Text passage Block Start
It is that time of year again, a time when I seriously start to think about a CGM for my son. I have been researching them for years. Cost has always been a huge deterrent but I have said that when he became more independent and before university it would be a must.
Today I spoke a bit with his diabetes team about the various systems. We were in agreement as to which system would work best...the one that I can't get right now of course.
As adamant as I am about getting a system, my son is equally as adamant about not having one. He detests the idea of another site. He cannot stand the idea of carrying around the receiver. He would prefer to carry his meter and test when he feels he needs it.
I tried to tell him that he could safely miss more tests with a sensor. I would still have data and trends that could be used. I would be able to rest at nights with the knowledge that he is stable or his readings are headed up from a lower range. He would not necessarily have to test in front of his friends. He still wants no part of it.
I have been racking my brain trying to figure out how to convince him that it can work. Using it may be the best solution but it is not something that anyone has laying around for me to try him with. He is of an age when he can have a say and it kills me. I appreciate the independence but the stubborn "I will not try anything new. I am still alive with the old way." attitude kills me.
Text passage Block End
• [Your task]: Extend the post about wanting a CGM for a son who refuses one, picking up right after its final sentence.
Excerpted records Block Start
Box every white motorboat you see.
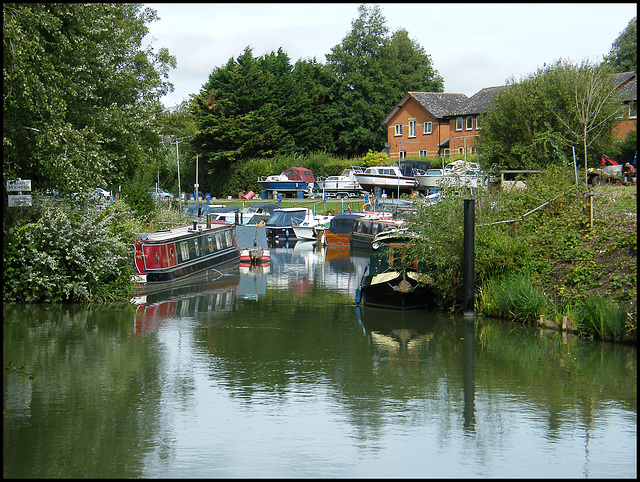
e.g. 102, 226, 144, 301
414, 160, 486, 191
316, 166, 363, 195
292, 215, 333, 240
354, 166, 419, 196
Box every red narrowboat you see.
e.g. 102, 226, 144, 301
134, 217, 240, 283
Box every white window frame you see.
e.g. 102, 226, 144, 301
409, 119, 417, 137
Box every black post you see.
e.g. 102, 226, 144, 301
463, 199, 475, 316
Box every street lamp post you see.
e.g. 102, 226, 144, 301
164, 136, 191, 212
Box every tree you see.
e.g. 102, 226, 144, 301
478, 60, 619, 169
604, 17, 638, 72
326, 5, 443, 156
192, 47, 296, 174
550, 62, 621, 184
3, 3, 175, 192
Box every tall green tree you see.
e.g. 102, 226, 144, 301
3, 3, 175, 192
326, 4, 443, 156
192, 47, 295, 174
604, 17, 638, 72
478, 60, 620, 169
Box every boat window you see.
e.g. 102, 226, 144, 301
180, 241, 189, 261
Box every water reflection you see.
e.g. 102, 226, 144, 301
3, 241, 637, 477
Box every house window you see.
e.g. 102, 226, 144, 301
409, 120, 416, 137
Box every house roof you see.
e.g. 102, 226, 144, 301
611, 72, 638, 102
382, 92, 468, 124
382, 85, 506, 124
456, 85, 507, 115
382, 72, 638, 126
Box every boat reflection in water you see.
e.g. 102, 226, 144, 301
356, 306, 434, 361
131, 270, 240, 335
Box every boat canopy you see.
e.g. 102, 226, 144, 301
265, 208, 307, 227
329, 212, 364, 233
283, 167, 316, 183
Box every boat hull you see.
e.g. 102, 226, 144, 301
361, 271, 430, 310
356, 174, 418, 194
258, 181, 309, 192
134, 223, 240, 284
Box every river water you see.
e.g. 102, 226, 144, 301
3, 227, 637, 478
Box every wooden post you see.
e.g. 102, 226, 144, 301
463, 199, 476, 316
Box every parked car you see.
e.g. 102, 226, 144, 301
92, 187, 112, 202
182, 203, 218, 216
148, 187, 175, 201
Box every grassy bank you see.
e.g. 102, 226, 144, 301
416, 169, 637, 341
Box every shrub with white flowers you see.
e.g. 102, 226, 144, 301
3, 200, 136, 303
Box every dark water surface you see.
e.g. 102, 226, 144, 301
3, 229, 637, 478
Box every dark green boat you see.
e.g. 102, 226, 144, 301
356, 229, 434, 310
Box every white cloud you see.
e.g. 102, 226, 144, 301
142, 3, 636, 106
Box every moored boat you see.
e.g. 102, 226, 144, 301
316, 166, 363, 196
324, 211, 393, 246
258, 167, 315, 193
134, 217, 240, 283
264, 208, 313, 240
240, 246, 271, 265
292, 215, 333, 241
354, 166, 418, 197
414, 159, 486, 191
356, 229, 434, 310
349, 216, 405, 249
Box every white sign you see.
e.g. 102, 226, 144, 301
7, 179, 31, 191
7, 194, 31, 208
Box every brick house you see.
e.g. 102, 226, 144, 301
382, 86, 505, 159
382, 72, 637, 159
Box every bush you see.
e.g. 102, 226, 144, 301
478, 273, 549, 323
3, 199, 136, 303
571, 296, 627, 341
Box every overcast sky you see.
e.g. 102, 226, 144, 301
143, 3, 637, 107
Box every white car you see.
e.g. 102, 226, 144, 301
148, 187, 174, 201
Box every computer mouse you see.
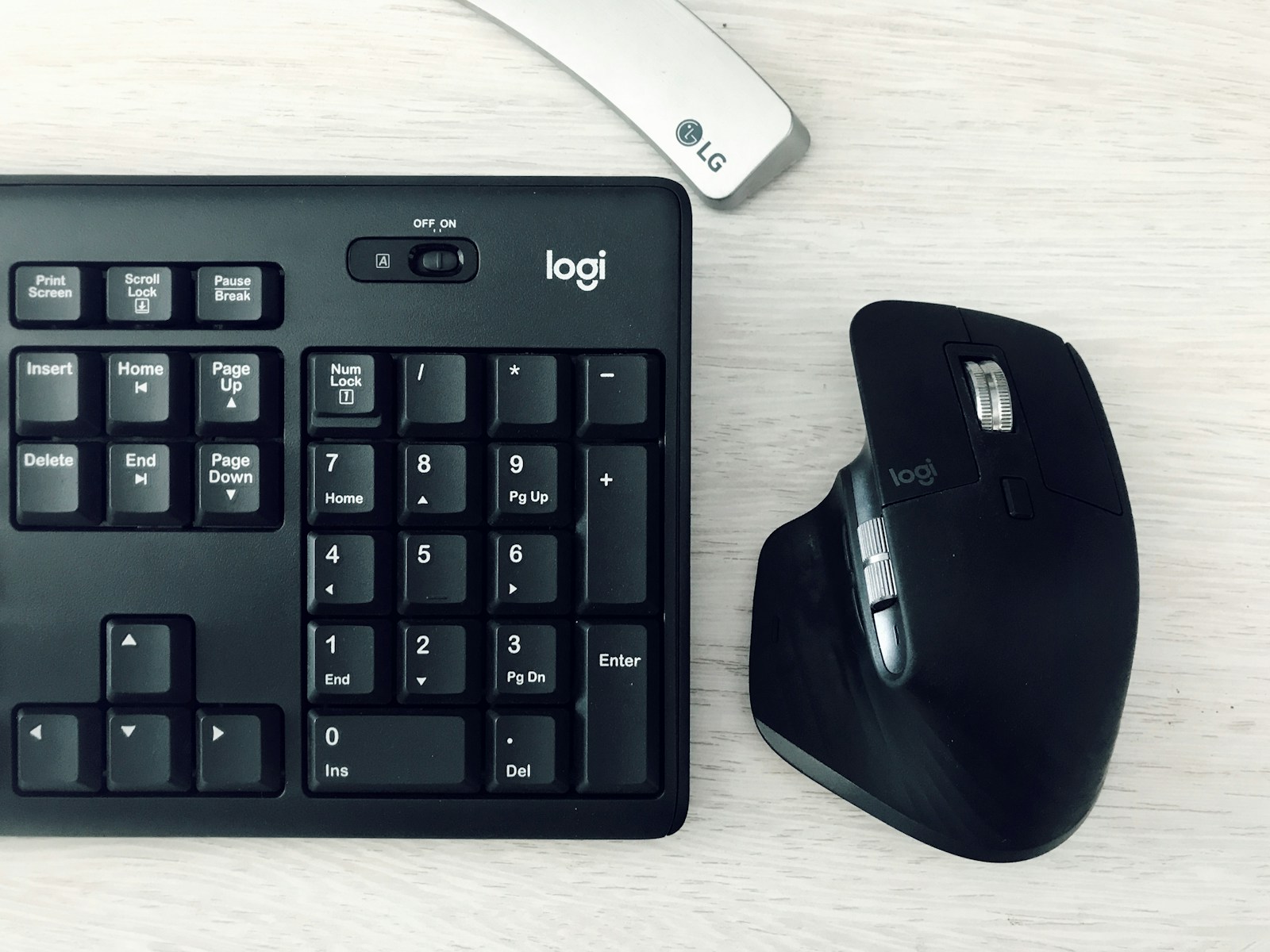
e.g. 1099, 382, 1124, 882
749, 301, 1138, 862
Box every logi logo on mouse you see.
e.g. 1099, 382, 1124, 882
548, 248, 608, 290
891, 457, 938, 486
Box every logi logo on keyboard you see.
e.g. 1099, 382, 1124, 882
548, 248, 608, 290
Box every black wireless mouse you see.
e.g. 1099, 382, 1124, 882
749, 301, 1138, 862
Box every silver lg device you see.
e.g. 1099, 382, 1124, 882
462, 0, 811, 208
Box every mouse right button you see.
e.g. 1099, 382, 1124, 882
963, 311, 1122, 516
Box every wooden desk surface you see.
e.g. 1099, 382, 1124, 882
0, 0, 1270, 952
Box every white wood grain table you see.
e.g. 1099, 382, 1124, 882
0, 0, 1270, 952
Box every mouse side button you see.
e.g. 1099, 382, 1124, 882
851, 301, 979, 505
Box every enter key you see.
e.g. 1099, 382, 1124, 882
574, 622, 662, 793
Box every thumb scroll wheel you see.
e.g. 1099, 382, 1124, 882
965, 360, 1014, 433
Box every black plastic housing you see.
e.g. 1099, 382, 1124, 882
749, 302, 1138, 861
0, 176, 692, 838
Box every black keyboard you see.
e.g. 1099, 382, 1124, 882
0, 178, 691, 836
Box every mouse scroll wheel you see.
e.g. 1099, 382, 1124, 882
965, 360, 1014, 433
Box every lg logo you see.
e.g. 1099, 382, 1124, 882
548, 248, 608, 290
891, 459, 938, 486
675, 119, 728, 171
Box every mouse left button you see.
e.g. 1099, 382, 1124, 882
851, 302, 979, 505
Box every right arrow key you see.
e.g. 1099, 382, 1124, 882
194, 707, 282, 793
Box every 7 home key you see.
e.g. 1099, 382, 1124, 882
306, 353, 663, 796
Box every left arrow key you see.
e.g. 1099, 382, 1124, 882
15, 707, 102, 793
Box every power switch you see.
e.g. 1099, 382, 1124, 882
410, 245, 464, 278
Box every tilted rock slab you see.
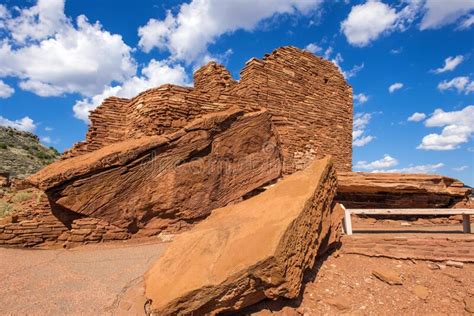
Excerpted records Block End
• [Written reply]:
What hurts me even more is when I read stories like I saw today. The tale of young Matthew Calderon. He was diagnosed at age 2 just like my son. He played basketball and after a night of play, had a seizure and died. In other words, he went low and never recovered.
I try not to read these stories. I cannot think that this could be my child but I also know that technology can help to save lives. It is not perfect. It can fail but it can also help. It can only help if it is used. It can only be used if you can afford it. If you can afford it, it can still only be effective if you wear it.
I desperately want my son to wear it. I want him to appreciate the benefit. I want to change his stubborn attitude. It scares me for the future. I pray that this is disgruntled adolescence after a week that did not go his way. I pray that he will be open to keeping himself as healthy as he possibly can.